* [Stated problem]: Revise the records below by replacing "pixel coordinates" with "image coordinates" throughout, leaving everything else unchanged. Omit the pictures from your answer.

Image object location records:
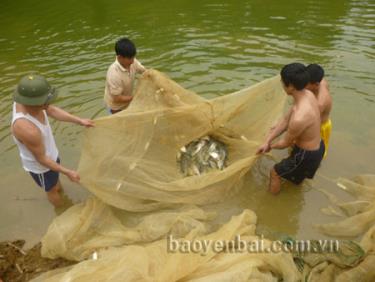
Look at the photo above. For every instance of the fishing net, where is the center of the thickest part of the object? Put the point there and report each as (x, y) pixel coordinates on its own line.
(129, 159)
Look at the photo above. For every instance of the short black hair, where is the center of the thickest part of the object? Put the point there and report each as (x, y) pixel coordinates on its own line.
(125, 48)
(295, 74)
(316, 73)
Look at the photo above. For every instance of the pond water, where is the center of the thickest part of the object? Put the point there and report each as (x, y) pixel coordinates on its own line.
(211, 47)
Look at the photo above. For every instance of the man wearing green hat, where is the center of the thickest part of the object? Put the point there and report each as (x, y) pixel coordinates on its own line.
(33, 135)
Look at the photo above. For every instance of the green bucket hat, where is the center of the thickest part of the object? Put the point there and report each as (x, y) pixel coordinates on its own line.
(34, 90)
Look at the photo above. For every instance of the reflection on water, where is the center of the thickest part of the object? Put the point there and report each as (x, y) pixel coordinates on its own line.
(210, 47)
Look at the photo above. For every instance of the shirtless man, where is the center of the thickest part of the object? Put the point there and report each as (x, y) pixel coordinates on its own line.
(120, 77)
(33, 135)
(302, 126)
(319, 86)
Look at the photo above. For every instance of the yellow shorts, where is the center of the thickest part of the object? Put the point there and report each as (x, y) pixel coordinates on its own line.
(325, 133)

* [Reply to the task]:
Look at the photo above. For every instance of the fishing net, where is the center of the thickest part of the object? Put the point there and report each as (x, y) image coordinates on its own line.
(129, 159)
Look at the photo above. For every instance of the short black hair, where is the center of the thickest part of the object? Put the point there and report each as (x, y) image coordinates on its own line.
(125, 48)
(295, 74)
(316, 73)
Look at the photo above. For every instance of the pond water, where is the center of the thickest part of the object? Put the point there and report each as (x, y) image coordinates on its own line.
(211, 47)
Look at the photo above. For every instance of the man wearing green hat, where is the center of the thickest part of the object? Put the point there and report each as (x, y) image coordinates on its own line.
(33, 135)
Look at the photo above. For every instance of the green bucket hat, where is the center of the thickest part of the object? Put the point there and report each as (x, y) image coordinates on its own line.
(34, 90)
Look at the photo above. For every instance of the reflection on water, where is the center of the thickest part of the object? Put the point there and report each as (x, y) image coordinates on its own line.
(210, 47)
Look at the photo above. For every instance of the shirtless man, where is the center of the thickest part of the object? Put the point there and report each as (x, y) image coordinates on its own line.
(120, 77)
(33, 135)
(302, 126)
(319, 86)
Look at the photo above. For every instance of the yellow shorts, where is the center of the thickest part of the object? Put the point there and report each as (x, y) image coordinates on its own line.
(325, 133)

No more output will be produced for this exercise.